Work to complete => What's required is a verbatim printout of all the data.
── Exercise input
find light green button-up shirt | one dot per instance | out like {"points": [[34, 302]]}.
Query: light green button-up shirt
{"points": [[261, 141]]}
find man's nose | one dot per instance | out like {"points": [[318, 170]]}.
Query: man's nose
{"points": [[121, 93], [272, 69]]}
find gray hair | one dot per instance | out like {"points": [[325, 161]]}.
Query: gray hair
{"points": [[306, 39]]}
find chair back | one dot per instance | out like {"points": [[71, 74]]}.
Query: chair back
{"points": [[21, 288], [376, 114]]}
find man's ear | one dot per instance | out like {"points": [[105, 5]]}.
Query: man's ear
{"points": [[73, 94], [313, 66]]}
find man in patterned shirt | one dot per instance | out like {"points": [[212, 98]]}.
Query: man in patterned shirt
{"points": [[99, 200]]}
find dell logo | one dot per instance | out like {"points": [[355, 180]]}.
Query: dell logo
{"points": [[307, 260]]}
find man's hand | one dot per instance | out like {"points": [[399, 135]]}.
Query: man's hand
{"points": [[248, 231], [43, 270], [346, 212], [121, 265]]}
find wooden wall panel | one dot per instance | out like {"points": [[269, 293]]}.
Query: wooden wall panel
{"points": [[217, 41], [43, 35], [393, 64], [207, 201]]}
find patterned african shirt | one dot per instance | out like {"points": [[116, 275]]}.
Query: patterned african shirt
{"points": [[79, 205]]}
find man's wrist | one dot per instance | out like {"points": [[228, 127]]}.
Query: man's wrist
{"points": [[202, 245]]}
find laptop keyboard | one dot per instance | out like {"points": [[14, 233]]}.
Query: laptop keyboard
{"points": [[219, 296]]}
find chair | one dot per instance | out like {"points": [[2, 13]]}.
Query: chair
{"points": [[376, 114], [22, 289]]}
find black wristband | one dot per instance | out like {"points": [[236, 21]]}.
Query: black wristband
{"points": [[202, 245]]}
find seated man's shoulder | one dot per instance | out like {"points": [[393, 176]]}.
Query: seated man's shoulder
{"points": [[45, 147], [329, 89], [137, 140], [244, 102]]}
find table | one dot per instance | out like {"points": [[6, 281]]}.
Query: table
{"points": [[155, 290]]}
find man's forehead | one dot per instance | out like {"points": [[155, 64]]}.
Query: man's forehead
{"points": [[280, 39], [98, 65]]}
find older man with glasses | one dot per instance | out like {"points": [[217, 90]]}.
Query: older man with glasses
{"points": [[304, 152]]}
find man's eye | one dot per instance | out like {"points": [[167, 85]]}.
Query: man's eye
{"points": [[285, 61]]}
────
Expected output =>
find light green button-up shirt | one dot per instance | out like {"points": [[34, 302]]}.
Query: light green button-up shirt
{"points": [[261, 141]]}
find man's nose | one dot per instance | out like {"points": [[318, 170]]}.
Query: man's nose
{"points": [[121, 93], [272, 69]]}
find gray hair | one dot per instance | out like {"points": [[325, 161]]}.
Query: gray hair
{"points": [[306, 39]]}
find chair back | one dot per instance | out like {"points": [[71, 74]]}.
Query: chair back
{"points": [[21, 288], [376, 114]]}
find man's ear | one dot per instance | out like {"points": [[105, 5]]}.
Query: man's ear
{"points": [[73, 94], [313, 66]]}
find man in patterned shirt | one dot per instance | out like {"points": [[212, 98]]}.
Query: man in patterned shirt
{"points": [[99, 200]]}
find dell logo | one dot per instance | out like {"points": [[355, 180]]}.
Query: dell logo
{"points": [[307, 260]]}
find man's hand | one dot per instance | out like {"points": [[399, 135]]}.
Query: man's hand
{"points": [[248, 231], [43, 270], [346, 212], [121, 265]]}
find wooden wall panel | one dot per instance | out like {"points": [[269, 293]]}.
Query: wooden wall panel
{"points": [[217, 41], [43, 35], [393, 64], [207, 201]]}
find patterned african shirt | one dot per instance | out like {"points": [[116, 275]]}.
Query: patterned african shirt
{"points": [[79, 205]]}
find man's wrist | one dot per instance | out like {"points": [[228, 127]]}.
Query: man's wrist
{"points": [[202, 245]]}
find laptop keyboard | one dot per instance | out like {"points": [[14, 233]]}.
Query: laptop keyboard
{"points": [[219, 296]]}
find chair | one dot per instance | out like {"points": [[2, 13]]}.
Query: chair
{"points": [[376, 114], [22, 289]]}
find black wristband | one dot per instance | out like {"points": [[236, 21]]}.
Query: black wristband
{"points": [[202, 245]]}
find seated man's shoulder | one dot per instance | out like {"points": [[393, 176]]}.
Query: seated man's shoulder
{"points": [[45, 147], [329, 89], [137, 140], [244, 102]]}
find table | one dot per instance | out like {"points": [[6, 281]]}.
Query: table
{"points": [[155, 290]]}
find man's forehead | one dot per instance | out like {"points": [[155, 64]]}.
Query: man's forehead
{"points": [[280, 39], [98, 65]]}
find older man with glasses | one dot per instance | out like {"points": [[217, 90]]}.
Query: older man with glasses
{"points": [[304, 152]]}
find man's eye | one dot per instance | out like {"points": [[167, 85]]}.
Query: man's eye
{"points": [[285, 61]]}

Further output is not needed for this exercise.